GIVEN EXERCISE A → Gather each line of the records below that contains the string "query".

By David Monti, @d9monti | (c) 2023 Race Results Weekly, all rights reserved; used with permission
NEW YORK (02-Nov) — Twenty-sixteen was a magical year for 28-time national champion Molly Huddle. The former Notre Dame star won the United Airlines NYC Half for the second time (setting a national record for an all-women’s race), claimed the USA Olympic Trials titles at both 5000m and 10,000m, and finished sixth at the Rio Olympic Games in the 10,000m where she set a North American record of 30:13.17, a mark which would stand for more than six years. She also made her long-awaited marathon debut at the TCS New York City Marathon, and finished third in 2:28:13, a very credible time in the pre-supershoe era.
“I love racing in New York,” Huddle told reporters today in advance of Sunday’s TCS New York City Marathon where Huddle hopes to finish her first marathon in more than four years. “I feel like the energy always pulls a good performance out of me.”

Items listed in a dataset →
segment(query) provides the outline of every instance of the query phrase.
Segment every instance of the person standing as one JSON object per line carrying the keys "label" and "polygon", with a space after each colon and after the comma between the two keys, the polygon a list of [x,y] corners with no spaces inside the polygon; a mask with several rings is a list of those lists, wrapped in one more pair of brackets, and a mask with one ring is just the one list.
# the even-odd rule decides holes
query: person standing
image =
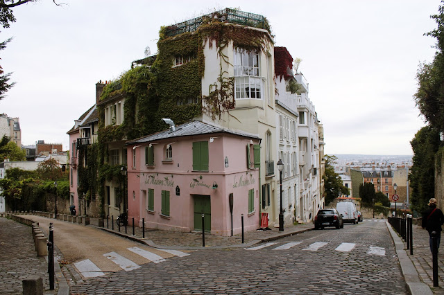
{"label": "person standing", "polygon": [[429,232],[429,242],[430,244],[430,251],[432,251],[432,233],[436,232],[438,249],[441,239],[441,226],[444,224],[444,215],[441,209],[436,208],[436,199],[432,197],[429,201],[429,208],[422,213],[422,229],[427,229]]}

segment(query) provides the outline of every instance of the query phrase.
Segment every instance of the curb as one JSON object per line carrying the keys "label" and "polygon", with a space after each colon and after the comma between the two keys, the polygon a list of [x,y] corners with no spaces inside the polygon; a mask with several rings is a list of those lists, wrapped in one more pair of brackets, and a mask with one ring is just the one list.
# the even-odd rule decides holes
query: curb
{"label": "curb", "polygon": [[402,242],[401,238],[395,231],[393,231],[393,229],[392,229],[388,222],[386,222],[386,225],[395,243],[396,255],[398,256],[398,259],[401,266],[401,271],[402,271],[402,275],[404,276],[404,279],[405,280],[409,293],[411,295],[433,295],[433,292],[429,285],[421,282],[416,268],[404,249],[404,242]]}
{"label": "curb", "polygon": [[155,242],[153,242],[151,240],[146,240],[146,239],[143,239],[143,238],[137,238],[137,237],[135,237],[134,235],[128,235],[127,233],[119,233],[119,231],[114,231],[110,230],[109,229],[105,229],[104,227],[99,227],[99,226],[94,226],[96,227],[96,229],[101,229],[102,231],[106,231],[108,233],[114,233],[114,234],[119,235],[119,236],[121,236],[122,238],[127,238],[128,240],[131,240],[133,241],[139,242],[141,244],[146,244],[147,246],[149,246],[151,247],[153,247],[153,248],[165,249],[174,249],[174,250],[178,250],[178,249],[182,249],[182,250],[207,250],[207,249],[228,249],[228,248],[244,248],[244,247],[250,247],[250,246],[253,246],[253,245],[255,245],[255,244],[259,244],[259,243],[270,242],[270,241],[273,241],[273,240],[275,240],[281,239],[281,238],[283,238],[290,237],[290,236],[293,235],[297,235],[298,233],[305,233],[306,231],[312,231],[314,229],[312,228],[310,228],[310,229],[301,229],[301,230],[299,230],[299,231],[293,231],[288,232],[288,233],[282,233],[282,234],[278,234],[277,235],[274,235],[273,237],[266,238],[264,238],[264,239],[253,240],[252,240],[250,242],[248,242],[248,243],[244,243],[244,244],[232,244],[232,245],[224,245],[224,246],[185,247],[185,246],[162,246],[162,245],[158,245],[158,244],[155,244]]}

GIVEN EXERCISE B → Write the next part of the article about Molly Huddle above, picking up after its final sentence.

RESULT A →
segment(query) provides the outline of every instance of the query phrase.
query: person standing
segment(query) provides the outline of every instance of the query phrase.
query: curb

RESULT B →
Indeed Huddle, 39, has been very successful racing in this city. She made her half-marathon debut here in 2014, then proceeded to win the NYC Half the next three years in a row. She won the Mastercard Mini 10-K in 2014 setting a then national record for an all-women’s race (31:37). She ran the New York City Marathon a second time in 2018, clocking a then personal best of 2:26:44 and finished fourth (she missed the podium by 22 seconds). She also won the Abbott Dash to the Finish Line 5-K in both 2013 and 2017, the second win giving her yet another national title. She even made the top-5 at the New Balance Fifth Avenue mile back in 2019, running 4:26.
“I think, maybe, my first marathon here was the most memorable,” Huddle continued. “It’s so daunting to run your first marathon and this is a hard course to debut on and I just wasn’t sure what would happen. So, to finish on the podium was really confidence-boosting. It was just a great day.”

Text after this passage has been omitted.